■ Extrait à lire:
:::::

# Fermeture intempestive mail et safari



## JOEL65 (3 Janvier 2015)

Bonjour à tous,

Je précise tout d'abord que ma liaison intermet fonctionne correctement sur mon mac mini sous snow léopard.

Je parle maintenant de mon imac G5 sous tiger .
hier tout fonctionnait , je n'ai fait aucune mise à jour et voilà qu'aujourd'hui :
Mail = s'ouvre et se ferme aussitot .
Safari = s'ouvre correctement sur le site choisi pour l'ouverture et fonctionne ; si je vais sur google, celà marche aussi , mais si je vais sur d'autres sites comme par exemple" le bon coin" ou " Pixmania " , alors il se ferme tout seul . 
Y aurait il des anomalies sur internet ?


----------



## pascalformac (3 Janvier 2015)

non 
par contre
il y a déjà des tonnes de sujets sur Mail quitte , safari quitte
et comment réparer
evidemment te concernant vu que tu as un OS ancien il faudra regarder surtout des anciens sujets car si les principes restent les mêmes le nom de fichiers , emplacements a un peu changé

tu auras très probablement à changer au moins  deux fichiers
 dans ta biblioheque de compte

Maison/Bibliotheque/Preferences/com.apple.Safari.plist
Maison/Bibliotheque/Preferences/com.apple.Mail.plist

--
la recherche dans les forums macg se fait comme ca

Recherche avancée interne
( en haut à coté de derniers messages)

ou google ( ou autre) restreinte au site 
Recherche écrite de cette façon:
site:forums.macg.co   termes de recherche


----------



## JOEL65 (3 Janvier 2015)

:::::

■ Listing présenté:
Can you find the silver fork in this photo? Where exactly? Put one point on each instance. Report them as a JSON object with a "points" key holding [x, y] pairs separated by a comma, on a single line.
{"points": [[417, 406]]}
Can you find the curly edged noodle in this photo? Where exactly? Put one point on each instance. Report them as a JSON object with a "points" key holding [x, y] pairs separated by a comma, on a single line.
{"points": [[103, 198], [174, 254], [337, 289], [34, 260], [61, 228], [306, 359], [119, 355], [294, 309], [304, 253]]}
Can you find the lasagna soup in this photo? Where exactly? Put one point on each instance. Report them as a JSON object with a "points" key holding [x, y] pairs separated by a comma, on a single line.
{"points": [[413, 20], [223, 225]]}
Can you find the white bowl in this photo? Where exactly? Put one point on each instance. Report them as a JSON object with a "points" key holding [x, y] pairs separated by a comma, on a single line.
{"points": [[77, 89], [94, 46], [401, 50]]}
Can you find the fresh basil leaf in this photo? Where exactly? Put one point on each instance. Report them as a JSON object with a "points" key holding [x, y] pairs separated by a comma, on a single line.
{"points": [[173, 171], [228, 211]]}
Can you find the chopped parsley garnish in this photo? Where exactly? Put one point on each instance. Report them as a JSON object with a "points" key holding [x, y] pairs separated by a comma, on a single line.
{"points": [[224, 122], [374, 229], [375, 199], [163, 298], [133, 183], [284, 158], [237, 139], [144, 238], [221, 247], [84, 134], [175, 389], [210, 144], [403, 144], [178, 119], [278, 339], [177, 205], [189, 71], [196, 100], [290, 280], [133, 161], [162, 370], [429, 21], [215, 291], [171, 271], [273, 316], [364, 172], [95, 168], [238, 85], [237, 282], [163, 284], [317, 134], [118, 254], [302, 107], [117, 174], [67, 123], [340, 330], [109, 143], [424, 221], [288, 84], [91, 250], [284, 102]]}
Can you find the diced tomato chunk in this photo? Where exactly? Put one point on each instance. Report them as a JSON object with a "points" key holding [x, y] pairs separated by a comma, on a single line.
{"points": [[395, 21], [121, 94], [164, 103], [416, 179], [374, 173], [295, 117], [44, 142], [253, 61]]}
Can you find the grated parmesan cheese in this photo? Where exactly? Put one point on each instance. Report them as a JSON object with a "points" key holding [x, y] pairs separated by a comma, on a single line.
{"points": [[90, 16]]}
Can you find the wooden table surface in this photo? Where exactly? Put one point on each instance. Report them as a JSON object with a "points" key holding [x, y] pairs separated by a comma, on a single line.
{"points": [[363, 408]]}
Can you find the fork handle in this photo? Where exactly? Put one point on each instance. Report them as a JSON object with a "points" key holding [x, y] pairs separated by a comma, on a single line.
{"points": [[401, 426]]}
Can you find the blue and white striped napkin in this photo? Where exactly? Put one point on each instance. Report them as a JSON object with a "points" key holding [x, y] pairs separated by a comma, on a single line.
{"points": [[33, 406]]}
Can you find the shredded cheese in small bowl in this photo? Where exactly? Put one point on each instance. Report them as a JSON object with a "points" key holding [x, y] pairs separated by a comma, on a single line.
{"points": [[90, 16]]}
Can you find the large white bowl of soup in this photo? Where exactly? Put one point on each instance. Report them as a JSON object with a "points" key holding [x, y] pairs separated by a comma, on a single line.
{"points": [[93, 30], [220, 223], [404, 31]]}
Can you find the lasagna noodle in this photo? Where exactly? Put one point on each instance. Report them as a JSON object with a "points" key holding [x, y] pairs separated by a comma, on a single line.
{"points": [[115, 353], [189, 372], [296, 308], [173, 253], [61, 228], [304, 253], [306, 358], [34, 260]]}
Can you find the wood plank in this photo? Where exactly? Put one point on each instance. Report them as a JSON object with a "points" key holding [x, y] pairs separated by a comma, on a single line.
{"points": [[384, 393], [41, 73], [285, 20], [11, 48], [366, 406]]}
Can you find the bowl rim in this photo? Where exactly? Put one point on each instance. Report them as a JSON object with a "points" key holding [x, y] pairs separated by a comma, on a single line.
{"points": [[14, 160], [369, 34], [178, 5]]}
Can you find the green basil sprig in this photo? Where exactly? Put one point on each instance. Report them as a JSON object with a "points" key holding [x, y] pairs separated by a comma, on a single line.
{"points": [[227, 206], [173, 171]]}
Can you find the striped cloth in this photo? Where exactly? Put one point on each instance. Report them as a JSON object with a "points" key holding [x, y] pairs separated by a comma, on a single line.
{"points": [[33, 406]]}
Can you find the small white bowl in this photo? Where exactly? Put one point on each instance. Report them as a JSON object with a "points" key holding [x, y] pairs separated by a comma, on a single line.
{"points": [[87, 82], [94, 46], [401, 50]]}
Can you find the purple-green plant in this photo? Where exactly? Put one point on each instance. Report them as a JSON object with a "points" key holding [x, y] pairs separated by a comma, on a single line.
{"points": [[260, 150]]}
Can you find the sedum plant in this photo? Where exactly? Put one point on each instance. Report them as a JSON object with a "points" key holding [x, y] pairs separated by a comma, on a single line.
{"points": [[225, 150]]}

:::::

■ Énoncé: Transcrivez sans modification le passage de la discussion sur les fermetures de Mail et Safari allant de "Je précise tout" jusqu'à "sur internet ?". Le listing provient d'une autre source que la discussion.

■ Réponse attendue:
Je précise tout d'abord que ma liaison intermet fonctionne correctement sur mon mac mini sous snow léopard.

Je parle maintenant de mon imac G5 sous tiger .
hier tout fonctionnait , je n'ai fait aucune mise à jour et voilà qu'aujourd'hui :
Mail = s'ouvre et se ferme aussitot .
Safari = s'ouvre correctement sur le site choisi pour l'ouverture et fonctionne ; si je vais sur google, celà marche aussi , mais si je vais sur d'autres sites comme par exemple" le bon coin" ou " Pixmania " , alors il se ferme tout seul . 
Y aurait il des anomalies sur internet ?